◆ **EXERCISE DESCRIPTION**
Can you arrange the stretch of rows below, from the very start through the line that contains "[[448, 132], [336, 148], [389, 164]]", as a JSON list of strings with one string per line, skipping blank lines and leaving the pictures out?

Dataset excerpts on pointing at objects:
☆ ☆ ☆ ☆ ☆ ☆ ☆
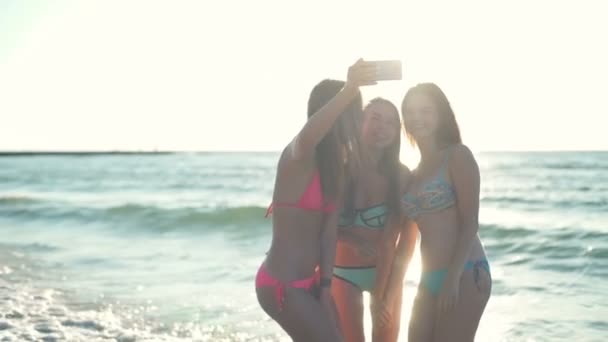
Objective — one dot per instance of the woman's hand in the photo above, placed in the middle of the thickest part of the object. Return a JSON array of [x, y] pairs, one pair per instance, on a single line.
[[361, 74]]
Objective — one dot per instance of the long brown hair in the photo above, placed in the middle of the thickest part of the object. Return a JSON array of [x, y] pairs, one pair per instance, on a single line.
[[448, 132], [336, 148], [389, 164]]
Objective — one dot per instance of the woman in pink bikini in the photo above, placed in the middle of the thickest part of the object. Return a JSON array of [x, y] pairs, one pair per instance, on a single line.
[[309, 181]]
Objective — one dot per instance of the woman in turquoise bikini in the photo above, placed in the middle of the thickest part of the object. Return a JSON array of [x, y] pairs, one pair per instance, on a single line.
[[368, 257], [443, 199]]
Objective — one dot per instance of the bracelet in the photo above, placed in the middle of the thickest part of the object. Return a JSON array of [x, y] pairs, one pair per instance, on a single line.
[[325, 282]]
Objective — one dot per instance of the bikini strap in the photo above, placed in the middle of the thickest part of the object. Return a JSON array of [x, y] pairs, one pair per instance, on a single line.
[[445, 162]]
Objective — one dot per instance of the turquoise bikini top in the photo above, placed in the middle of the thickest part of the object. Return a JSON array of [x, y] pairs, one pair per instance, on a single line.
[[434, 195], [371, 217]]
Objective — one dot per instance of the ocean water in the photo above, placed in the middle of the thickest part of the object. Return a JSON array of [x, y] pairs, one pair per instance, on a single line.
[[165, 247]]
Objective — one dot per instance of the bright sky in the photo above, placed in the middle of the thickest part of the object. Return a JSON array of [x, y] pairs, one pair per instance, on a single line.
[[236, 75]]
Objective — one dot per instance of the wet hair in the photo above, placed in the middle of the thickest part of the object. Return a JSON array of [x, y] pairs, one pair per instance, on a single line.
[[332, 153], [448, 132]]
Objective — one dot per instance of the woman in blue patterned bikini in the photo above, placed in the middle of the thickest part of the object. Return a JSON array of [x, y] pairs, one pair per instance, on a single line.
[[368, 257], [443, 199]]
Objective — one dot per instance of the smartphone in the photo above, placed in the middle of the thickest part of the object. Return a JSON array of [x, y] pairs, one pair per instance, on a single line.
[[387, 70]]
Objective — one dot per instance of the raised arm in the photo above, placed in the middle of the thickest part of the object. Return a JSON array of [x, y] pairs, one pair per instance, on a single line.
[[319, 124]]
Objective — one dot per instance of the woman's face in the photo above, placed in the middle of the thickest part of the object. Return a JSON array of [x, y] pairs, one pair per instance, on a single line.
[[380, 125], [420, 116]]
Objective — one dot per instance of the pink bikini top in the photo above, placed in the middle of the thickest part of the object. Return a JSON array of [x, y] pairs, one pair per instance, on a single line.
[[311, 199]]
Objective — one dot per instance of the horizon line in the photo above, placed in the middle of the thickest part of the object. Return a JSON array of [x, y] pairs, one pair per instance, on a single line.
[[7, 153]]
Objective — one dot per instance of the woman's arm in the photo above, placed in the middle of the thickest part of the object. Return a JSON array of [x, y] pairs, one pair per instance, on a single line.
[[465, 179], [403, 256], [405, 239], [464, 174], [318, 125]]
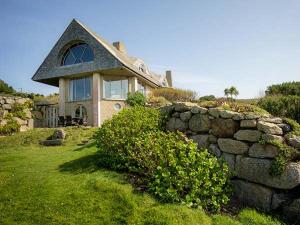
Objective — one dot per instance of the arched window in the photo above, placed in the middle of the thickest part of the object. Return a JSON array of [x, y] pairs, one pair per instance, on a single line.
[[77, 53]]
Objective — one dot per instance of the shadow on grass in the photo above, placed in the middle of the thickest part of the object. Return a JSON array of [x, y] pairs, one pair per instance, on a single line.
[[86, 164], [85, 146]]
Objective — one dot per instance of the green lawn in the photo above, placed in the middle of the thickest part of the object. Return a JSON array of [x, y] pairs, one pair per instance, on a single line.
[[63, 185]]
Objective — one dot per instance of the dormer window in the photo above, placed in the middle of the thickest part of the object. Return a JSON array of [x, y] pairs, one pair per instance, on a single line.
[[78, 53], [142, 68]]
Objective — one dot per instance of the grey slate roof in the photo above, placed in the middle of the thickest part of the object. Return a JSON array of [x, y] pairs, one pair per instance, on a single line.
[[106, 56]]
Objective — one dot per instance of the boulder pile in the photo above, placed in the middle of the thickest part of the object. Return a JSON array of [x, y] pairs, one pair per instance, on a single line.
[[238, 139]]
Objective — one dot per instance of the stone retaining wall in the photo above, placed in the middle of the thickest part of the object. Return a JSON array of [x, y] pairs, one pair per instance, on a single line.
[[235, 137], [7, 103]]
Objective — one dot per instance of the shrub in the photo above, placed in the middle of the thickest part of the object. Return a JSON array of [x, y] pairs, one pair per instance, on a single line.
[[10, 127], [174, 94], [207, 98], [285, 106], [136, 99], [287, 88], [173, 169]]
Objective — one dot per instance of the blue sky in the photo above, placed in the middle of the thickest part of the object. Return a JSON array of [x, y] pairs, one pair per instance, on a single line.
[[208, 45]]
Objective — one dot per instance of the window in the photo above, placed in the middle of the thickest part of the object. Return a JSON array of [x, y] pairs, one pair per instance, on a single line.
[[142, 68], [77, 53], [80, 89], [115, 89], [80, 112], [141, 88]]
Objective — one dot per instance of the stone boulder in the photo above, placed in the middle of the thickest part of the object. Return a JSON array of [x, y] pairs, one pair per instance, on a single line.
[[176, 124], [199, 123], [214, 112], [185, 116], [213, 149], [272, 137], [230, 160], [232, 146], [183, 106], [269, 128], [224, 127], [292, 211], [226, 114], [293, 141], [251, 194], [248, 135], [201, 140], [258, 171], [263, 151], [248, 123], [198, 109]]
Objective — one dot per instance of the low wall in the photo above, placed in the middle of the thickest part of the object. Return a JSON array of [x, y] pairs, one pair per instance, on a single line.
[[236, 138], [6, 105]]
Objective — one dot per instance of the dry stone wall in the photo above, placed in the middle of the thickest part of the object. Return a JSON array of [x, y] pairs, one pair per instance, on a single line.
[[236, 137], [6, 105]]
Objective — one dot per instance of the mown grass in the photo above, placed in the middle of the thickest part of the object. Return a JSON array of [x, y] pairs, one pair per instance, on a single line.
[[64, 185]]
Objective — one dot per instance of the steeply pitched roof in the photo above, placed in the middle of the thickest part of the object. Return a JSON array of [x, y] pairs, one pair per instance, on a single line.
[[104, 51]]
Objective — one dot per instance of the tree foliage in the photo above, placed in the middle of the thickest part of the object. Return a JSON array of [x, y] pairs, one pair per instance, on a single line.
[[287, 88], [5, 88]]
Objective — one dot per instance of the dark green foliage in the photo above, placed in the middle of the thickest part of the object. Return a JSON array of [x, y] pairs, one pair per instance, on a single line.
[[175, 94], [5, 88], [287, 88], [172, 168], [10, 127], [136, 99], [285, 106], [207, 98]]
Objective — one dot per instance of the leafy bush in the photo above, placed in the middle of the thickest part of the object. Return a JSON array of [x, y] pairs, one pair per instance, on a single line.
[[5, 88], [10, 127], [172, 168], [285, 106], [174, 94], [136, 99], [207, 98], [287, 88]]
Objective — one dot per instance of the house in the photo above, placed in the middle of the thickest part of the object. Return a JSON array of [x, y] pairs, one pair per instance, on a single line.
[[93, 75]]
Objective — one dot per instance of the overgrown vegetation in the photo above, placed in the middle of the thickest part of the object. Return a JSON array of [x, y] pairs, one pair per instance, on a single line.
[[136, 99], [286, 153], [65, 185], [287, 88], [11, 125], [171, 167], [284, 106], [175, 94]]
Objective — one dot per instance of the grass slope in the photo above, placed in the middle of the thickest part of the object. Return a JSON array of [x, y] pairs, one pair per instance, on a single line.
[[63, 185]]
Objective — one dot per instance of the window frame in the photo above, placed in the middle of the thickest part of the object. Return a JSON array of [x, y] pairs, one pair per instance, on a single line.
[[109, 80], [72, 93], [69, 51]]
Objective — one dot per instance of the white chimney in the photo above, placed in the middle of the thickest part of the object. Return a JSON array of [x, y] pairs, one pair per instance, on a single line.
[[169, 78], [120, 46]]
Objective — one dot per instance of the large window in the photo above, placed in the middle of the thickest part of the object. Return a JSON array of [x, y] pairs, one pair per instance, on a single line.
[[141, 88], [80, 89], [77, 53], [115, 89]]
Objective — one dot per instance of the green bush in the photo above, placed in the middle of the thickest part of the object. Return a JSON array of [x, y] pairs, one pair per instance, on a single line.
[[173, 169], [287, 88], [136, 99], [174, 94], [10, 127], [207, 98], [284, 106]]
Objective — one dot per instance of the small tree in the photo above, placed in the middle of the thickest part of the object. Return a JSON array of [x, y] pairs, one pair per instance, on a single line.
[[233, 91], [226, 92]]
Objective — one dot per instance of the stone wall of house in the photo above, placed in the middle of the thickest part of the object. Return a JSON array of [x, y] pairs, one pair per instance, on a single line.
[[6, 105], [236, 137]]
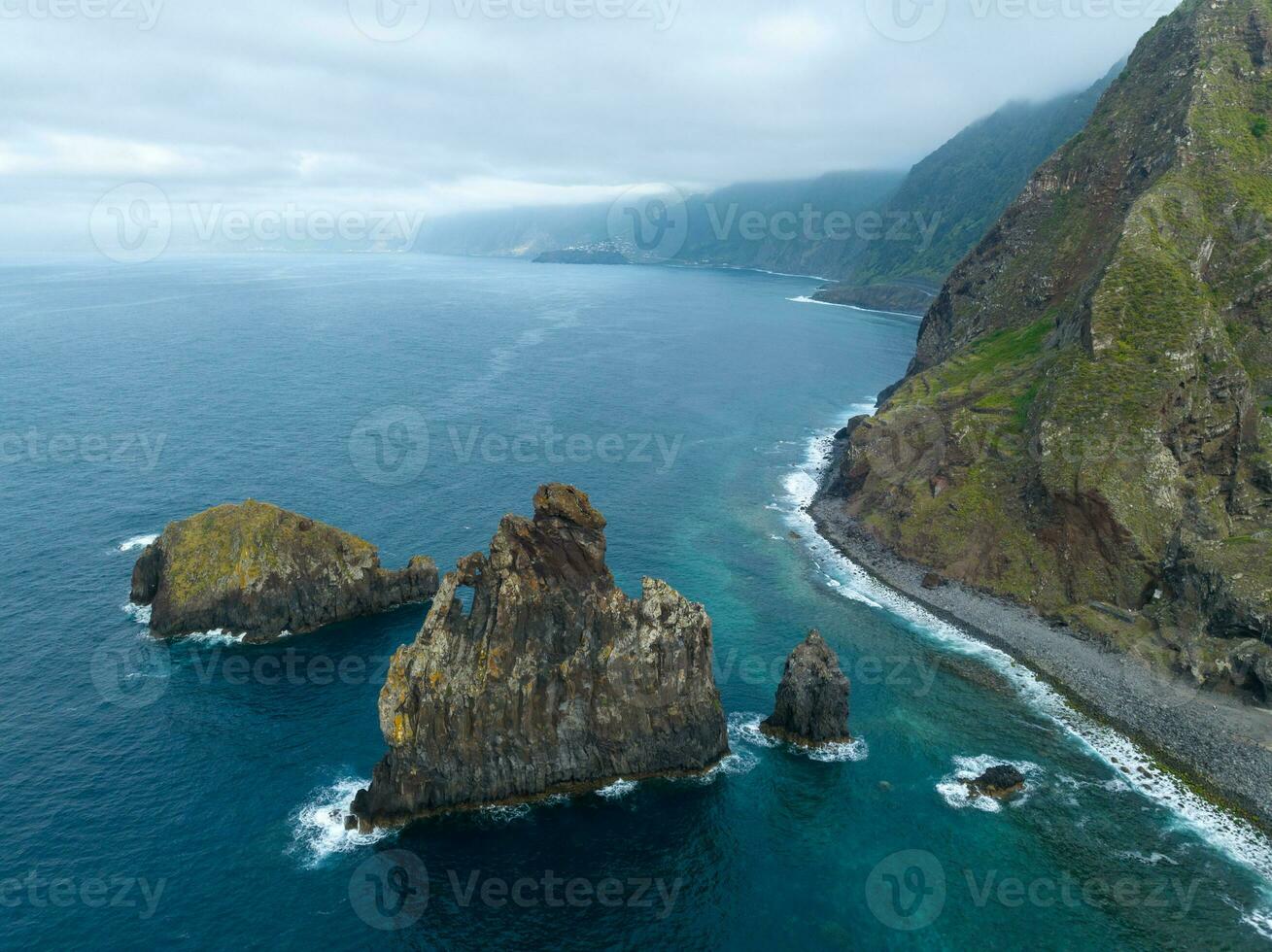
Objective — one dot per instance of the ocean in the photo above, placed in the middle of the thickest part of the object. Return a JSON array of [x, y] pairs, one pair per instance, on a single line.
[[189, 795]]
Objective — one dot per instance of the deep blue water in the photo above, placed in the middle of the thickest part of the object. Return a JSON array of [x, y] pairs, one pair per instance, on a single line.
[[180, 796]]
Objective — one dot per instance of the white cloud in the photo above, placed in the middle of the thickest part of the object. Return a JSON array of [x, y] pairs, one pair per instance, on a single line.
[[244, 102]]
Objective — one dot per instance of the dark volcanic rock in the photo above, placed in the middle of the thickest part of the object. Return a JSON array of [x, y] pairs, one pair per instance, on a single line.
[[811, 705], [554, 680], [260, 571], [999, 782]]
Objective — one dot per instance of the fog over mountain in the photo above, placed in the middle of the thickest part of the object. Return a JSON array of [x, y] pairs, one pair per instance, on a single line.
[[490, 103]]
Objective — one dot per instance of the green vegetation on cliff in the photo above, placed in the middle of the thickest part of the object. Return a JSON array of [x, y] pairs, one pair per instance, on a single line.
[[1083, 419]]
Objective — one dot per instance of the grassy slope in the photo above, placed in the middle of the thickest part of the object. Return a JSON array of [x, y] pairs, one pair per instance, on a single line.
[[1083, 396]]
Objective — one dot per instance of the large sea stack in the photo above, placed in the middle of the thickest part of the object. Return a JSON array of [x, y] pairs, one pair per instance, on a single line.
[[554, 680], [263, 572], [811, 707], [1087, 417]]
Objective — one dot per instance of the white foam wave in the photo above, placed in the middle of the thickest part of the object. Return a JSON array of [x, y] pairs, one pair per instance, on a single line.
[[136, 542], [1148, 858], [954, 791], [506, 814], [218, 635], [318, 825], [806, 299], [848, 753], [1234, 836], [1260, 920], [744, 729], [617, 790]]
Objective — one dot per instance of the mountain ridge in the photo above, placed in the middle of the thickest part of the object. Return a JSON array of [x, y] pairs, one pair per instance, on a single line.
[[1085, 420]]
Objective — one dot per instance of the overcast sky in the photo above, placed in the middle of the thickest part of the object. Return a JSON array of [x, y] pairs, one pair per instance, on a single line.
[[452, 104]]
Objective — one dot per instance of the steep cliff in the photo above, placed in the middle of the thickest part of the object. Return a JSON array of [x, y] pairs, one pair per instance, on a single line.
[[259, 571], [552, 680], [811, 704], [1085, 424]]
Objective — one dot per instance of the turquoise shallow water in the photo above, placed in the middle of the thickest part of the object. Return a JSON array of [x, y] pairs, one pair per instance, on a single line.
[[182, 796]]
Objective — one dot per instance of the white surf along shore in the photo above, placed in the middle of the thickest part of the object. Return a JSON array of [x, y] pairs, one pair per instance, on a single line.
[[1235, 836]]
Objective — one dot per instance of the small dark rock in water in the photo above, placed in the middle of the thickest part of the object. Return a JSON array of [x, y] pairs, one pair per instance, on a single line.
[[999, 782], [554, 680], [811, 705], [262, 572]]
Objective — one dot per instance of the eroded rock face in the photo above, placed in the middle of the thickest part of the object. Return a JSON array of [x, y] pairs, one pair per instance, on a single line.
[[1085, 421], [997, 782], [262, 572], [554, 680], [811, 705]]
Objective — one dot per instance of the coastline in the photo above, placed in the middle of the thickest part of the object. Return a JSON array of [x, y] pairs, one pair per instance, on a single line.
☆ ☆ ☆ ☆ ☆ ☆ ☆
◆ **SOLVED PROBLEM**
[
  "Objective — one dot per instance of the woman's hand in the photo above, placed in the middle of the thickest part of the object. Return a JSON array of [x, y] pairs, one pair per instance, on a single line.",
  "[[361, 74]]",
  "Objective — one dot per instance of the long brown hair in the photo above, placed in the middle of the thickest part of the object. Return a JSON array of [x, y] pairs, one pair per instance, on a single line.",
  "[[448, 132], [336, 148], [389, 164]]"
]